▶ **REQUEST**
Shift every bounding-box coordinate in the answers by -54, leaving the requests and their format samples unchanged. Then give again all the lines below, from the line containing "tree canopy occupies?" through the end of the records, inclusive.

[Excerpts from a detection dataset]
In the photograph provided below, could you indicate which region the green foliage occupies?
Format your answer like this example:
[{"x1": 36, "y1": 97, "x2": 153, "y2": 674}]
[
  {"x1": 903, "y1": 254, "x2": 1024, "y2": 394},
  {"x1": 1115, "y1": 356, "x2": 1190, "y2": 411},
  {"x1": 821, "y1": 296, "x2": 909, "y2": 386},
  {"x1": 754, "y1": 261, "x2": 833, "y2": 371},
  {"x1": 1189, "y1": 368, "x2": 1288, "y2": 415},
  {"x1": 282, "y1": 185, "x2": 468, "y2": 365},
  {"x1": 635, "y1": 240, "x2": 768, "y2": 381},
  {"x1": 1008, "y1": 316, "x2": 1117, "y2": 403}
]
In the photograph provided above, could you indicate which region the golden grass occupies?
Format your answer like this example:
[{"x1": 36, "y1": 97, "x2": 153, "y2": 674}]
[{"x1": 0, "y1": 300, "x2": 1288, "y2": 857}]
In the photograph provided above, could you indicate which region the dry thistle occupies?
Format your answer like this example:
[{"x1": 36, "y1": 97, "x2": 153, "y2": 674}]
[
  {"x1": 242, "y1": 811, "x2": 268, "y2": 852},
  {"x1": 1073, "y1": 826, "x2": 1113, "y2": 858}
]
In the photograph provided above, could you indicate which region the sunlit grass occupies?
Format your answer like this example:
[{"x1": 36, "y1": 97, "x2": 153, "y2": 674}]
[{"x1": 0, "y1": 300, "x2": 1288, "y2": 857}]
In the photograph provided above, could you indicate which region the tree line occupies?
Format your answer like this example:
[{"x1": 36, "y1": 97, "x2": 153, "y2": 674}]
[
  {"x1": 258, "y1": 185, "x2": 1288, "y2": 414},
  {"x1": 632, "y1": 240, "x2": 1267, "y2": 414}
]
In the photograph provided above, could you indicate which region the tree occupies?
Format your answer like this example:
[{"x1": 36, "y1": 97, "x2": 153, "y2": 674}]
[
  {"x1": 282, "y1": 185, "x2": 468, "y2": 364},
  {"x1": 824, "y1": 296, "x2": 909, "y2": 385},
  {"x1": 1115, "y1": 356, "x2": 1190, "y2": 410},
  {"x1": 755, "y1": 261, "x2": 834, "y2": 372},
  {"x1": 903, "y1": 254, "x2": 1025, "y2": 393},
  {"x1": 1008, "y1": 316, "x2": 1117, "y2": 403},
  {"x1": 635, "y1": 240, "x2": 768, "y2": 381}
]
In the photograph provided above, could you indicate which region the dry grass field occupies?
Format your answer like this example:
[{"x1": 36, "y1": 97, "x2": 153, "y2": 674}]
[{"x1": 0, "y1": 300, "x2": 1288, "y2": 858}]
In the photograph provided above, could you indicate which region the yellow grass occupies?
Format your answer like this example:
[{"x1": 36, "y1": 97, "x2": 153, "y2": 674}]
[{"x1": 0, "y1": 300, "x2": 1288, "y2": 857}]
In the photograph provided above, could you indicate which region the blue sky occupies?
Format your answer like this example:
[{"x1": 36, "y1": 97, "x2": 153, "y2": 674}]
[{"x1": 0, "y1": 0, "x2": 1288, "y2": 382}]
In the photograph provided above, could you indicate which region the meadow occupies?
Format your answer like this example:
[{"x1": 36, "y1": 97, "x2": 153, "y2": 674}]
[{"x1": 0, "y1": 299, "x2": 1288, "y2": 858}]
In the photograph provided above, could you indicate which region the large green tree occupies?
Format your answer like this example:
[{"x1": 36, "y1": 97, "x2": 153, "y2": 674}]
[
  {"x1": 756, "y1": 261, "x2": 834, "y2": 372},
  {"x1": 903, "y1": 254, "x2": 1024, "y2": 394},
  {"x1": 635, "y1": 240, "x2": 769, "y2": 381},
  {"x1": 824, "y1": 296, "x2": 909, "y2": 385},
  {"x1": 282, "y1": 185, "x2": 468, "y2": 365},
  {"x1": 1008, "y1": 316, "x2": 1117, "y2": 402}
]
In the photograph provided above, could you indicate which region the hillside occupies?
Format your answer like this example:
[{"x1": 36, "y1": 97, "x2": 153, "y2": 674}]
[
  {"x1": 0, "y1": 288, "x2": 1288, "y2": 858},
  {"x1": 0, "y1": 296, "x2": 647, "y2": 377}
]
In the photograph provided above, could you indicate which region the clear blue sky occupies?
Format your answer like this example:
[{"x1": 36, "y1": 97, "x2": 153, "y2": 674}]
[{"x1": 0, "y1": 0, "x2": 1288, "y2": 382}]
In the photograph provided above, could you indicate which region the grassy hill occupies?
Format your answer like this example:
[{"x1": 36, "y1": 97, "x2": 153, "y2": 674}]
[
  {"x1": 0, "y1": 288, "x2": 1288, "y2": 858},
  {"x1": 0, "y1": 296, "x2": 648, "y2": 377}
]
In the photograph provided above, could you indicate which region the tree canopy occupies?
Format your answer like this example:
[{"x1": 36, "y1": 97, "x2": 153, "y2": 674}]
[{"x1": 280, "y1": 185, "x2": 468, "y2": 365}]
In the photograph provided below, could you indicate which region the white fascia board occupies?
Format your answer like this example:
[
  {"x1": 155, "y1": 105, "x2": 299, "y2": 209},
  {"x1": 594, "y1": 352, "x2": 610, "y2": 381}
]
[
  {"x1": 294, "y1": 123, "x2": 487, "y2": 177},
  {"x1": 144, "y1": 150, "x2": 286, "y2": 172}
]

▶ **TASK ANSWER**
In the photograph provided above, could you indicate which region the tree canopy occupies?
Format your answer like this example:
[{"x1": 36, "y1": 97, "x2": 153, "y2": 674}]
[{"x1": 226, "y1": 131, "x2": 414, "y2": 311}]
In the photograph provided below, could you indicate which region the white fascia board occupies?
Format your answer like this example:
[
  {"x1": 155, "y1": 105, "x2": 299, "y2": 209},
  {"x1": 594, "y1": 352, "x2": 610, "y2": 381}
]
[
  {"x1": 240, "y1": 69, "x2": 433, "y2": 123},
  {"x1": 90, "y1": 96, "x2": 232, "y2": 118}
]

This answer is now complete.